Texto fornecido =
-*-
O primeiro instrumento de Mussolini é o uso da violência em grande escala pelas suas milícias, os “esquadristas”. A primeira grande ofensiva, anota Gentile, “é lançada nos finais de 1920, após uma mobilização de burgueses e de classes médias anti-socialistas que coincide com a ocupação das fábricas em Setembro”. Os estatutos do PNF, fundado em Novembro de 1921, consagrará o ‘esquadrismo’ como instituição essencial do novo partido, dentro de um desígnio já totalitário.

Segundo outro historiador, Matteo Milan, a violência, banalizada pela brutalidade da Grande Guerra, é central no projecto fascista: “Os esquadristas praticavam a violência como algo natural e visceral: ela definia o seu conceito de fascismo e as suas vidas de ‘homens novos fascistas’. (...) Prosseguiam já o objectivo da conquista integral da sociedade e a realização do projecto totalitário de uma nova Itália e de um novo italiano, através da eliminação de todas as formas de oposição.”

A manobra complementar é a reconversão político-ideológica. “Acentuou a viragem à direita, ao sustentar que o fascismo era o mais atractivo e agressivo movimento de defesa da burguesia produtiva. Adoptou uma atitude respeitosa para com o catolicismo. Por último, acentuou as ambições expansionistas do fascismo” (Gentile). Se os burgueses encontravam em Mussolini um providencial aliado, também serão surpreendidos: ele não será um aliado, mas o Duce a quem se deverão subordinar.
-*-
No texto sobre o fascismo, reescreva o trecho desde "A manobra complementar" até "se deverão subordinar.", inclusive, trocando "Duce" por "líder".
-*-
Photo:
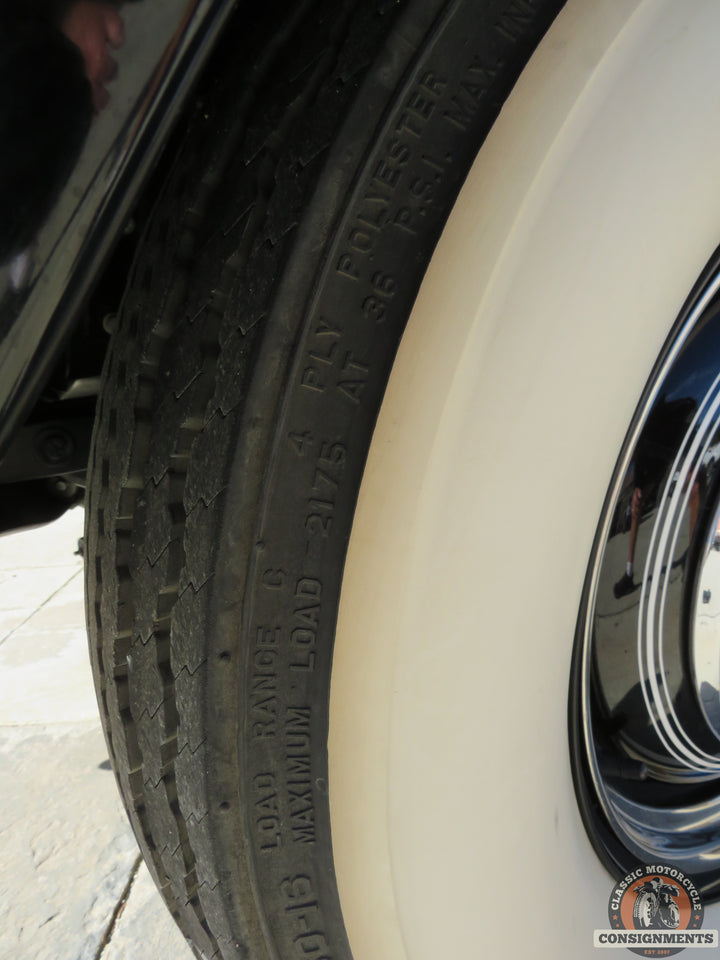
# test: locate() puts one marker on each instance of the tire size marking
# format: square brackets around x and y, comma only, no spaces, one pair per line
[305,919]
[320,506]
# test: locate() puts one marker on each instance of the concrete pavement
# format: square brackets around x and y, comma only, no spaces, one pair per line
[72,886]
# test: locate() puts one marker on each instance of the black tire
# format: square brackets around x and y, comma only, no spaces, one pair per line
[254,343]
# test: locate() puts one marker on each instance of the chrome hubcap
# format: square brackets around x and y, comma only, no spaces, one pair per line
[645,692]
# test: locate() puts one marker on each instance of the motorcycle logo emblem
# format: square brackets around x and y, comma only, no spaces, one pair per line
[655,911]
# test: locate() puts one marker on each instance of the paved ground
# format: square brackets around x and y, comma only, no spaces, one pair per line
[72,886]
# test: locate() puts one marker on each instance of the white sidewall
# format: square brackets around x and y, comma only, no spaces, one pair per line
[584,223]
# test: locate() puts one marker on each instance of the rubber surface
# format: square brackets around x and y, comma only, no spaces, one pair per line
[241,389]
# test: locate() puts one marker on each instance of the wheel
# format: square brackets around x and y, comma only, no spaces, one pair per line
[255,339]
[241,391]
[559,275]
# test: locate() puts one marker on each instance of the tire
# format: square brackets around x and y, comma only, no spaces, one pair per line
[559,277]
[243,380]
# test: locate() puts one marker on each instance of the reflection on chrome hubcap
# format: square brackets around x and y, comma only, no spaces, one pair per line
[645,691]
-*-
Tarefa concluída =
A manobra complementar é a reconversão político-ideológica. “Acentuou a viragem à direita, ao sustentar que o fascismo era o mais atractivo e agressivo movimento de defesa da burguesia produtiva. Adoptou uma atitude respeitosa para com o catolicismo. Por último, acentuou as ambições expansionistas do fascismo” (Gentile). Se os burgueses encontravam em Mussolini um providencial aliado, também serão surpreendidos: ele não será um aliado, mas o líder a quem se deverão subordinar.